─── PASSAGE ───
The digital audio infrastructure that delta-sigma conversion enabled — clean, cheap, phase-linear converters without steep analogue filters — also made digital audio workable in latency-sensitive applications like live performance. For a discussion of why latency matters so much in network music performance and how it shapes system design, see my earlier post on NMP latency and the physics of musical timing.

The Irony of the Comparison

Both tape saturation and delta-sigma conversion are, at root, about the same problem: how to manage the relationship between a signal and the finite resolution of the medium storing it. Tape manages the problem physically and somewhat accidentally — the ferromagnetic B-H curve happens to generate even harmonics that are consonant with the recorded signal, and the bias trick linearises the response well enough that the distortion only becomes audible when the engineer deliberately pushes into saturation. Delta-sigma manages the problem mathematically and deliberately — quantisation noise is redistributed in frequency by a designed feedback loop so that it falls outside the audible band.

Neither approach is perfect, and neither is neutral. Tape adds signal-correlated harmonic distortion whose spectral content depends on recording level and which compresses transients in a way that changes the perceived dynamics. Digital audio, even with delta-sigma conversion, has its own imperfections: idle-channel noise from the modulator, potential for tonal limit-cycle artefacts at specific input levels, and the abrupt onset of hard clipping at full scale — which, unlike tape saturation, is symmetrical and rapid and adds all harmonics simultaneously, giving the harsh, unpleasant character that digital overloads are known for. The soft-knee vs. hard-clip distinction is real and audible, and it is probably the most defensible technical basis for the claim that analogue tape handles transient overloads more graciously.
─── RECORD LIST ───
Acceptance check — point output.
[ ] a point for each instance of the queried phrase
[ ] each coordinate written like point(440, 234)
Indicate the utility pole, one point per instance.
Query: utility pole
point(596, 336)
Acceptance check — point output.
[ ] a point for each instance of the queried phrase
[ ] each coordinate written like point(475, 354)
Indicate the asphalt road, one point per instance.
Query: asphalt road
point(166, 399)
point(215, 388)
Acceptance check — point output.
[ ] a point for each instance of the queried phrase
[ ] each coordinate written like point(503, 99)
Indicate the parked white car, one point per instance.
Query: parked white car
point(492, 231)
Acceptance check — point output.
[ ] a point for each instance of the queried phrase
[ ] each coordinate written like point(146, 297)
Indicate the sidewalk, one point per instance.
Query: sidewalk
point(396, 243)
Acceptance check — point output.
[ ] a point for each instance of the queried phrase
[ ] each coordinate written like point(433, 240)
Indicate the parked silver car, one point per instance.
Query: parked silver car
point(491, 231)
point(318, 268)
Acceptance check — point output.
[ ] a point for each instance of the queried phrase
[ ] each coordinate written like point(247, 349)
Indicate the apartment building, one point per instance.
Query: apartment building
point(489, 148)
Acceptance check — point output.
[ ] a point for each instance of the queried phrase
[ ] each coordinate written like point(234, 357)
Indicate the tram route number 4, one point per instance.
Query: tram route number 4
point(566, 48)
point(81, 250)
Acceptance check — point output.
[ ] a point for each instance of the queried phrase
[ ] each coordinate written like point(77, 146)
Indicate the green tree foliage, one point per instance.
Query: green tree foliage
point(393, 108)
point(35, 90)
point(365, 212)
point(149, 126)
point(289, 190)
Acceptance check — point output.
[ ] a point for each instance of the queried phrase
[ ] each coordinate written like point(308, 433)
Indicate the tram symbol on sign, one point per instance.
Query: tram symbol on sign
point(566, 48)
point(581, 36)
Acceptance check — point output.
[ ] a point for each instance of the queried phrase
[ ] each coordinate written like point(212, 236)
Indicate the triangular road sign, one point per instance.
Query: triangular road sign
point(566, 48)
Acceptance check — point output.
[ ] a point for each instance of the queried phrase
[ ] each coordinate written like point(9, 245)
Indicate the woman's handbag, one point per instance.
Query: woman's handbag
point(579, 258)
───
--- WHAT THIS EXERCISE ASKS ---
(1) Rewrite the passage on tape and delta-sigma audio from "The digital audio" to "of musical timing.", renaming "live performance" to "stage performance".
(2) Set out the listing as a numbered list from its first line to the line with "point(289, 190)", leaving out blank lines.
The listing has no connection to the passage on tape and delta-sigma audio.

--- SOLUTION LIST ---
(1)
The digital audio infrastructure that delta-sigma conversion enabled — clean, cheap, phase-linear converters without steep analogue filters — also made digital audio workable in latency-sensitive applications like stage performance. For a discussion of why latency matters so much in network music performance and how it shapes system design, see my earlier post on NMP latency and the physics of musical timing.

(2)
1. Acceptance check — point output.
2. [ ] a point for each instance of the queried phrase
3. [ ] each coordinate written like point(440, 234)
4. Indicate the utility pole, one point per instance.
5. Query: utility pole
6. point(596, 336)
7. Acceptance check — point output.
8. [ ] a point for each instance of the queried phrase
9. [ ] each coordinate written like point(475, 354)
10. Indicate the asphalt road, one point per instance.
11. Query: asphalt road
12. point(166, 399)
13. point(215, 388)
14. Acceptance check — point output.
15. [ ] a point for each instance of the queried phrase
16. [ ] each coordinate written like point(503, 99)
17. Indicate the parked white car, one point per instance.
18. Query: parked white car
19. point(492, 231)
20. Acceptance check — point output.
21. [ ] a point for each instance of the queried phrase
22. [ ] each coordinate written like point(146, 297)
23. Indicate the sidewalk, one point per instance.
24. Query: sidewalk
25. point(396, 243)
26. Acceptance check — point output.
27. [ ] a point for each instance of the queried phrase
28. [ ] each coordinate written like point(433, 240)
29. Indicate the parked silver car, one point per instance.
30. Query: parked silver car
31. point(491, 231)
32. point(318, 268)
33. Acceptance check — point output.
34. [ ] a point for each instance of the queried phrase
35. [ ] each coordinate written like point(247, 349)
36. Indicate the apartment building, one point per instance.
37. Query: apartment building
38. point(489, 148)
39. Acceptance check — point output.
40. [ ] a point for each instance of the queried phrase
41. [ ] each coordinate written like point(234, 357)
42. Indicate the tram route number 4, one point per instance.
43. Query: tram route number 4
44. point(566, 48)
45. point(81, 250)
46. Acceptance check — point output.
47. [ ] a point for each instance of the queried phrase
48. [ ] each coordinate written like point(77, 146)
49. Indicate the green tree foliage, one point per instance.
50. Query: green tree foliage
51. point(393, 108)
52. point(35, 90)
53. point(365, 212)
54. point(149, 126)
55. point(289, 190)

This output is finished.